RECORDS SUPPLIED:
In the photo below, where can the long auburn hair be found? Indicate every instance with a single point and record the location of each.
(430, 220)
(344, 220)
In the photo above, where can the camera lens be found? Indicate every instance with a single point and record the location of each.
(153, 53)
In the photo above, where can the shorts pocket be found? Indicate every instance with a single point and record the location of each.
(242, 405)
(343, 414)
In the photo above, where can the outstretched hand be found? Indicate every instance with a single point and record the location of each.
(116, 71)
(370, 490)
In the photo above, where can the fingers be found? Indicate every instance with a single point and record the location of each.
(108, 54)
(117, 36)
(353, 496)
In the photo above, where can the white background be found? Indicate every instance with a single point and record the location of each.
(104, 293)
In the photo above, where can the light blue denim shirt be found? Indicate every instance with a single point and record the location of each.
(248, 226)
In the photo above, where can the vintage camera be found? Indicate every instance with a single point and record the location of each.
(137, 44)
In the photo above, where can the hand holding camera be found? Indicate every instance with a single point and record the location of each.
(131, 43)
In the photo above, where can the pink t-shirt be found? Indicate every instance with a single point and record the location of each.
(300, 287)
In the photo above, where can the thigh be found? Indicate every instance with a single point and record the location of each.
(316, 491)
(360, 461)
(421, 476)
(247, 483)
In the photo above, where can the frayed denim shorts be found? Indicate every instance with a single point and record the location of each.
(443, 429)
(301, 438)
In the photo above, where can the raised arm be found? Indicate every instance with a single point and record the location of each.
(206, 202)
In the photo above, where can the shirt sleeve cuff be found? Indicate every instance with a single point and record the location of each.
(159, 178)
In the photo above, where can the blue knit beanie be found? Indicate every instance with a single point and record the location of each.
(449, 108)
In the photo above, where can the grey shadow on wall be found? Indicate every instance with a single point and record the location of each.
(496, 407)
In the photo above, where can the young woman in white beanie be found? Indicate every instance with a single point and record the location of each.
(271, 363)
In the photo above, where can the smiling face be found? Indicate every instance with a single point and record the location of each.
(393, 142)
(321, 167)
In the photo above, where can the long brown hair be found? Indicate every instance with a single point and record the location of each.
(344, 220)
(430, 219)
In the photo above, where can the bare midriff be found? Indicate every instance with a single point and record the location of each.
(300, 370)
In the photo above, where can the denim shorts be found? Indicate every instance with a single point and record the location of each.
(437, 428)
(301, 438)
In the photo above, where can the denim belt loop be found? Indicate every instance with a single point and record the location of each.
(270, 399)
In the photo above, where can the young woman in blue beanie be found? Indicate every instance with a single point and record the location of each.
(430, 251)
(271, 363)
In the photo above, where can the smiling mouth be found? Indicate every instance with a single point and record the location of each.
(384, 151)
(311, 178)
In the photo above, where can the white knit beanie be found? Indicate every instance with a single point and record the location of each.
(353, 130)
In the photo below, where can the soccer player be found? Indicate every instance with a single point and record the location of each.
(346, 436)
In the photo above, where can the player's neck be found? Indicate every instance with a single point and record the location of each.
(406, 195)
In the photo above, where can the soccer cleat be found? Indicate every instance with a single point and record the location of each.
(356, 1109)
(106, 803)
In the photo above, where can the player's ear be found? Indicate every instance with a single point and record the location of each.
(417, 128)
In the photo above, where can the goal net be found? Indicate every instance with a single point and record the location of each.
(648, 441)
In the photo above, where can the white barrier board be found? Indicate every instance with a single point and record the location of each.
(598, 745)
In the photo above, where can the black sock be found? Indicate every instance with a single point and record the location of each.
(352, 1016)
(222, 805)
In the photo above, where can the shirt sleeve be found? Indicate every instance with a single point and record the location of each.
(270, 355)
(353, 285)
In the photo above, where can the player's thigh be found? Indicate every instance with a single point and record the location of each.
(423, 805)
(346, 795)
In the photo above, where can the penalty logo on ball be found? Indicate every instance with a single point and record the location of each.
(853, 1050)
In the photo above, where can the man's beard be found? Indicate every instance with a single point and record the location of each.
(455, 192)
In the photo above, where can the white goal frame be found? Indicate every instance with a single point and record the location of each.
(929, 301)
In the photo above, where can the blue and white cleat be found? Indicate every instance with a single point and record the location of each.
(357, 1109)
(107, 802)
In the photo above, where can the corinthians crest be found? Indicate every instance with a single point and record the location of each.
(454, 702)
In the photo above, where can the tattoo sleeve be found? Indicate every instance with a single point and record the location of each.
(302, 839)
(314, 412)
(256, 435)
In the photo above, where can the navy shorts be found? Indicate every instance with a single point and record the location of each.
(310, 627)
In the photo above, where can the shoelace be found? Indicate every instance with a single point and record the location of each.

PROBLEM:
Starting at the line that contains "In the photo above, where can the goal", print every line through the end of the listing, word for word. Leave out all the rest.

SOLUTION TO THIS TASK:
In the photo above, where can the goal net be found? Indicate every instance with a single point and record the location of each.
(648, 441)
In the photo above, where can the white barrier board be found? Indicate every instance with a single point and record the location of each.
(598, 745)
In the photo above, where can the black sock be found? Indicate every instance with a single point and record the location of each.
(352, 1016)
(222, 805)
In the photo above, where can the shirt sleeve be found? Indicate every instance with a single point and record the location of each.
(270, 355)
(353, 285)
In the photo above, where can the player's thigh be found? Indicate every instance with a single point and record the location of each.
(423, 805)
(346, 795)
In the photo above, where can the penalty logo on ball be found? Indicate every instance with a single point and record the location of each.
(853, 1050)
In the photo above, where can the man's beard be found? Indicate every instance with a single point and record the location of each.
(455, 192)
In the photo above, where can the white goal frame be found? Indicate every instance with a single point and record the location of each.
(929, 301)
In the photo above, where can the blue and white cleat be found? Indicate every instance with a single point and record the location of each.
(357, 1109)
(107, 802)
In the photo above, where can the corinthians crest be found? Indicate every instance with a single point and record the location of each.
(454, 702)
In the photo above, where can the tattoo sleeve be found? Indicate every instance with a single point and record the location of each.
(302, 839)
(314, 412)
(256, 435)
In the photo above, where can the navy shorts be found? Indicate every instance with a single point and record the location of each.
(310, 627)
In the photo above, where can the shoelace be found? Indicate every instance with a single point and record the location of each.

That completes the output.